■ The exercise ■
Locate each line of the data below that contains the word "tree" and copy those lines out in full.

___ Task inputs ___

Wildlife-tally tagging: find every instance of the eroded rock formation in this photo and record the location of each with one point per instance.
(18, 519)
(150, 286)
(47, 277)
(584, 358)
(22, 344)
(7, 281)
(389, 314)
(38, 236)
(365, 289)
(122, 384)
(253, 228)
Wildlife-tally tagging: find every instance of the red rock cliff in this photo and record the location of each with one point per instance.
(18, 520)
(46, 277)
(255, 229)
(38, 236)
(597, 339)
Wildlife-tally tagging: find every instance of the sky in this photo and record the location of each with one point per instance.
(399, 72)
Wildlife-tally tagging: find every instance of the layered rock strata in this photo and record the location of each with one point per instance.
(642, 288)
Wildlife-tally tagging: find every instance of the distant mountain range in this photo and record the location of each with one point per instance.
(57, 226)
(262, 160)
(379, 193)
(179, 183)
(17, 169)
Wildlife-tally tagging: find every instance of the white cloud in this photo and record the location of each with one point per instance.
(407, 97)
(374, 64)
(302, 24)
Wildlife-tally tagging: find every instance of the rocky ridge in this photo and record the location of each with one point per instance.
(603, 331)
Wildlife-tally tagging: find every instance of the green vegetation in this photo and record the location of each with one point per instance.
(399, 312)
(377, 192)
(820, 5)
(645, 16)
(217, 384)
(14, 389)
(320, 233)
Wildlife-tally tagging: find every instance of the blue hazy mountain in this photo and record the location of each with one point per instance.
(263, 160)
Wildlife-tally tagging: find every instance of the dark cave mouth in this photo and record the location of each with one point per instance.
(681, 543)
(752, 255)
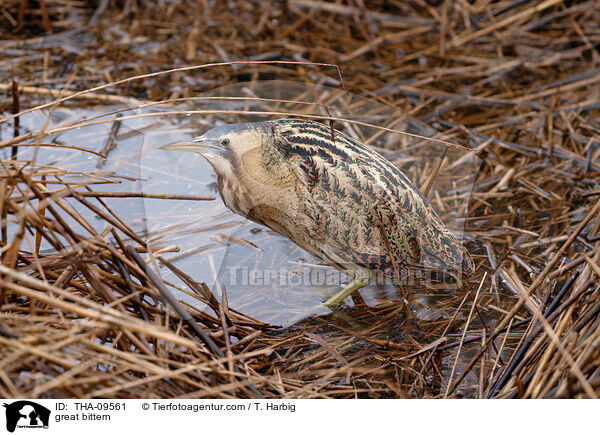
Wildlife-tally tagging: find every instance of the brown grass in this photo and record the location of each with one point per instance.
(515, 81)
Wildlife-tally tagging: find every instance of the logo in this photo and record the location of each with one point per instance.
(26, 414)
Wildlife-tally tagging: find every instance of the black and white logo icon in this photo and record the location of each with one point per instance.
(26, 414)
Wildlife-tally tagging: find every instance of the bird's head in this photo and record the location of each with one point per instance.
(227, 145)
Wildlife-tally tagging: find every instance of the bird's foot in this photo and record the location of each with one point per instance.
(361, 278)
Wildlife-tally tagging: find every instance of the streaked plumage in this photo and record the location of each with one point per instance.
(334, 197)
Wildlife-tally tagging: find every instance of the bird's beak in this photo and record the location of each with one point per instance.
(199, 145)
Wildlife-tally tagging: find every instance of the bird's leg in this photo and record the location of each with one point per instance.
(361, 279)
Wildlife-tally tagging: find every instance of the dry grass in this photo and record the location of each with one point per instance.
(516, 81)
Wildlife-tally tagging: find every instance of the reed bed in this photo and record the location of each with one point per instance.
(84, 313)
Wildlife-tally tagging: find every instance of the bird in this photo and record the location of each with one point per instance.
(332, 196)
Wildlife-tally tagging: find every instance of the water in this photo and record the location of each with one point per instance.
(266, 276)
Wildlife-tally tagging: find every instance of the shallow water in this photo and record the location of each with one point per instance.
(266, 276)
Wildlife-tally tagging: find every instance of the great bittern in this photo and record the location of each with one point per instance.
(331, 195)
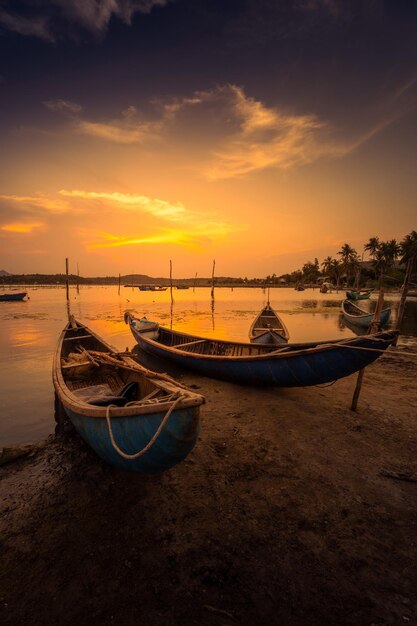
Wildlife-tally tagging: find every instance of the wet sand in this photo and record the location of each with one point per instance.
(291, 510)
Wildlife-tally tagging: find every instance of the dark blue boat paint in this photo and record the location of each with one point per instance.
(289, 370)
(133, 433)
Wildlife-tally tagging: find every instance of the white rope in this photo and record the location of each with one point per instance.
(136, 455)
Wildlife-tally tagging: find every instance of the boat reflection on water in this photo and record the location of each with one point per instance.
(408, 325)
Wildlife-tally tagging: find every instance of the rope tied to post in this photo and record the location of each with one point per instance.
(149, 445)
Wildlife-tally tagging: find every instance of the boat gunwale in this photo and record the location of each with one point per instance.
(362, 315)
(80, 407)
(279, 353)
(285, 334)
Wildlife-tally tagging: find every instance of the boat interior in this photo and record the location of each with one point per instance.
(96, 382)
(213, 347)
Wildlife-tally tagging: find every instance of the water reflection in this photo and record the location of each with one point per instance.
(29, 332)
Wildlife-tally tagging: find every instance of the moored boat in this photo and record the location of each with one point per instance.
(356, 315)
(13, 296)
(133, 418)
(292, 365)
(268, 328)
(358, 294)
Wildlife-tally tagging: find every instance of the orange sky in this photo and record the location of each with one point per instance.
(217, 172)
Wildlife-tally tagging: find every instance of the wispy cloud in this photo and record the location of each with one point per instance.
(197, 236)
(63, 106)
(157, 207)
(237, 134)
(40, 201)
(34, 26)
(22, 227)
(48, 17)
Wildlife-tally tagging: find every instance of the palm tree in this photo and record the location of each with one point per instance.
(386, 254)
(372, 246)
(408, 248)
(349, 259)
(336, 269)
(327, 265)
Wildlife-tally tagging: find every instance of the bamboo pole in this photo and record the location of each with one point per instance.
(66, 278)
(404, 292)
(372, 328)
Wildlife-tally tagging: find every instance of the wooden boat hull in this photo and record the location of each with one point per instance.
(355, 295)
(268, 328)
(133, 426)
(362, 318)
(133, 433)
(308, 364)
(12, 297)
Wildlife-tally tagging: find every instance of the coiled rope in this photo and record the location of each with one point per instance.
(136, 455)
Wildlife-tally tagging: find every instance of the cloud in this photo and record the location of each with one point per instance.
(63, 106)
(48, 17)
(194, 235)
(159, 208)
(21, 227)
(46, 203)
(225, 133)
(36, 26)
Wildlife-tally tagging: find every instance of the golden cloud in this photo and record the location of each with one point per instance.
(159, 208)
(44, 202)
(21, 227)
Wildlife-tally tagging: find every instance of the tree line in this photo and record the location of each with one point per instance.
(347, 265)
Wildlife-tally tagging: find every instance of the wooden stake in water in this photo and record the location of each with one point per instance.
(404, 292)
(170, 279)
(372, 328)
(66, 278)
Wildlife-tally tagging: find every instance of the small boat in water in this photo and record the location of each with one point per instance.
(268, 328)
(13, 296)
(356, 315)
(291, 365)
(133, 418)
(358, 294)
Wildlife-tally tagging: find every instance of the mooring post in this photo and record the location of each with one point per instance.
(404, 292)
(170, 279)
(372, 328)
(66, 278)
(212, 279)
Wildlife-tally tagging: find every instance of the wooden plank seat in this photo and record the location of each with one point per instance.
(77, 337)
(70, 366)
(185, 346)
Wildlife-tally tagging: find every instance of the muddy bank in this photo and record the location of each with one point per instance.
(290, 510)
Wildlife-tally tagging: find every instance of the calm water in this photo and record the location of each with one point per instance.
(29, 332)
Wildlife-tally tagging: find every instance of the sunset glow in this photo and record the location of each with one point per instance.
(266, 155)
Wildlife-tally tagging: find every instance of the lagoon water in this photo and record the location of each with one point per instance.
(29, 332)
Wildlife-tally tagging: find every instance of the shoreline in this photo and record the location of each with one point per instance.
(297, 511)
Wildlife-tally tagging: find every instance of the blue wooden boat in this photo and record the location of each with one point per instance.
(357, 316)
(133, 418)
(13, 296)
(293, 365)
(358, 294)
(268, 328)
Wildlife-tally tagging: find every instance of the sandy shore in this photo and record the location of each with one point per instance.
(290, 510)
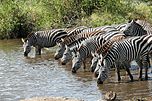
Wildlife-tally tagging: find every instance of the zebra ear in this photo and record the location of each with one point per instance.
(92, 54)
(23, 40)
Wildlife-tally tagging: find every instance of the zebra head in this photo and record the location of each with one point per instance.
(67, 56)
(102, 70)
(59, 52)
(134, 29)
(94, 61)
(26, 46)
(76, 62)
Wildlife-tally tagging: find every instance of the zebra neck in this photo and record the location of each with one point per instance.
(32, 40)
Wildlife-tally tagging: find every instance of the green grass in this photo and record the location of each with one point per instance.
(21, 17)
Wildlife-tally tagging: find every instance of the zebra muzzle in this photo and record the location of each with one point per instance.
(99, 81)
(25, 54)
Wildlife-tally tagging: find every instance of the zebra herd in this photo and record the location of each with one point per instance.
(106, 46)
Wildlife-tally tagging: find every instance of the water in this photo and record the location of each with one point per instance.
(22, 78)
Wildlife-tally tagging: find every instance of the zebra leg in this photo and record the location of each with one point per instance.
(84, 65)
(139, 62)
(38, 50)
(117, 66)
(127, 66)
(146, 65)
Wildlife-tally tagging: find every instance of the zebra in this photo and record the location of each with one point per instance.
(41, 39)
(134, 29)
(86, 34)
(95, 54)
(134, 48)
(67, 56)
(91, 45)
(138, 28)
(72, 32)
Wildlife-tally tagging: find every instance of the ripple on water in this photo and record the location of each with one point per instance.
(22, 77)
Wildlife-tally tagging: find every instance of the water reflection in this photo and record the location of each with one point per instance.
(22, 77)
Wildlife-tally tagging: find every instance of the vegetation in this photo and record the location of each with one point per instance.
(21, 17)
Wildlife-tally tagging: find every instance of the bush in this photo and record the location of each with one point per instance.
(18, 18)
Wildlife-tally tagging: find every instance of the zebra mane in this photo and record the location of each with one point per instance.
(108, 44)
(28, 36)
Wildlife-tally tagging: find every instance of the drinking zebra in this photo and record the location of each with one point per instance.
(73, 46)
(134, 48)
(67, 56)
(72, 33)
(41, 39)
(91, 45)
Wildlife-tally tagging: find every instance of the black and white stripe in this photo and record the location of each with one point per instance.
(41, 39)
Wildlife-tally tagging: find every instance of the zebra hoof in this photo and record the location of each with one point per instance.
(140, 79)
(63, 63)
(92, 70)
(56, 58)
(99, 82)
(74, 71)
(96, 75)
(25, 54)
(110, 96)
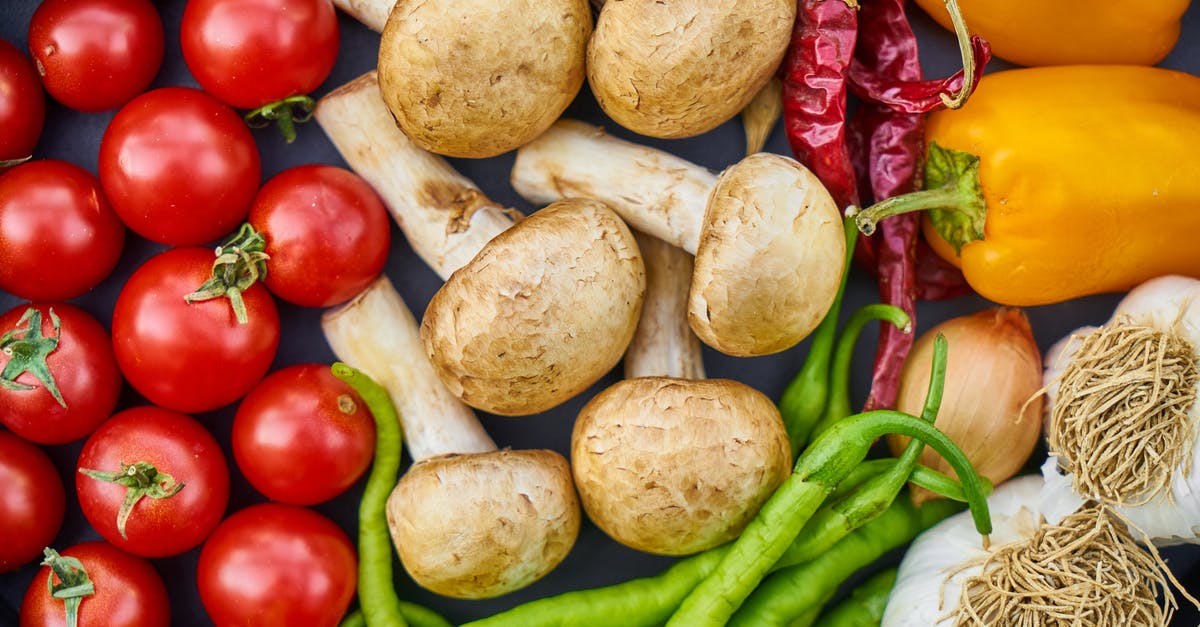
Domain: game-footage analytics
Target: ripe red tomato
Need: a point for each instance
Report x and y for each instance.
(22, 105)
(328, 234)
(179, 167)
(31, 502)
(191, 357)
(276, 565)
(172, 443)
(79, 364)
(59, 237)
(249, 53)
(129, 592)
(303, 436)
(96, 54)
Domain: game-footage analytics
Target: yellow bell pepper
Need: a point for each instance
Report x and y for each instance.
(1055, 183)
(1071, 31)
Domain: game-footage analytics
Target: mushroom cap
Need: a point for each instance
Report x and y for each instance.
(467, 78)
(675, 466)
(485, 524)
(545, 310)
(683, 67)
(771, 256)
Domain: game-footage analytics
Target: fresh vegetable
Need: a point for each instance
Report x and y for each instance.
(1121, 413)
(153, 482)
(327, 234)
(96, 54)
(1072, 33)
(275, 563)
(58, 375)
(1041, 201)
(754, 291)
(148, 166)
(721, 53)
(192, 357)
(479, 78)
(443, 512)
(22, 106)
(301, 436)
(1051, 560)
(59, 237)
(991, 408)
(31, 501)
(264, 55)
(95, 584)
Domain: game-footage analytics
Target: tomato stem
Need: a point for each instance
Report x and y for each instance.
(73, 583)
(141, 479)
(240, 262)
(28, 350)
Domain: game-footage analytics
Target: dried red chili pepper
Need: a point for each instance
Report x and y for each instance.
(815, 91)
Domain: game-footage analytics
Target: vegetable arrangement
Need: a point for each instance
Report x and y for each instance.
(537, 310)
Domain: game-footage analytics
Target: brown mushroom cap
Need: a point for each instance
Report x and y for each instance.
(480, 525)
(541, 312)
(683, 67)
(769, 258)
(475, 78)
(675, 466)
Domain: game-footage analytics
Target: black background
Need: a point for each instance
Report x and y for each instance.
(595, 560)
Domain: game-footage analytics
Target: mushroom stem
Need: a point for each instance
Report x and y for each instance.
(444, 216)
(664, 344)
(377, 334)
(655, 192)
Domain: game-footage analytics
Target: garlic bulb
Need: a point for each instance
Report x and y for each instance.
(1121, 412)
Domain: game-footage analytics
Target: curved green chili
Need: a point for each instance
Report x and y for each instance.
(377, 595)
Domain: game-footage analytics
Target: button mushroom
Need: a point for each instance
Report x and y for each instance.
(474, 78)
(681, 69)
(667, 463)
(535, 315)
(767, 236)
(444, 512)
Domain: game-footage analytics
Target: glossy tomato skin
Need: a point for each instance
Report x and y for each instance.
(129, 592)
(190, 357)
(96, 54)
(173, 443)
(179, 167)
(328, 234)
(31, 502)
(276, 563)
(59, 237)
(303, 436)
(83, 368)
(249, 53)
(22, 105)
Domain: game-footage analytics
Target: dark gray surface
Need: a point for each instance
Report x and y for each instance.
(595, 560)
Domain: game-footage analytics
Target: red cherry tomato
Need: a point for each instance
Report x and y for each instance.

___

■ Solved problem ■
Wildlife-tally tagging: find every instance of the palm tree in this photo and record the location of each with one point per instance.
Wildlife-tally tagging: find every instance of the tree line in this photo and record the location of each with one point per instance.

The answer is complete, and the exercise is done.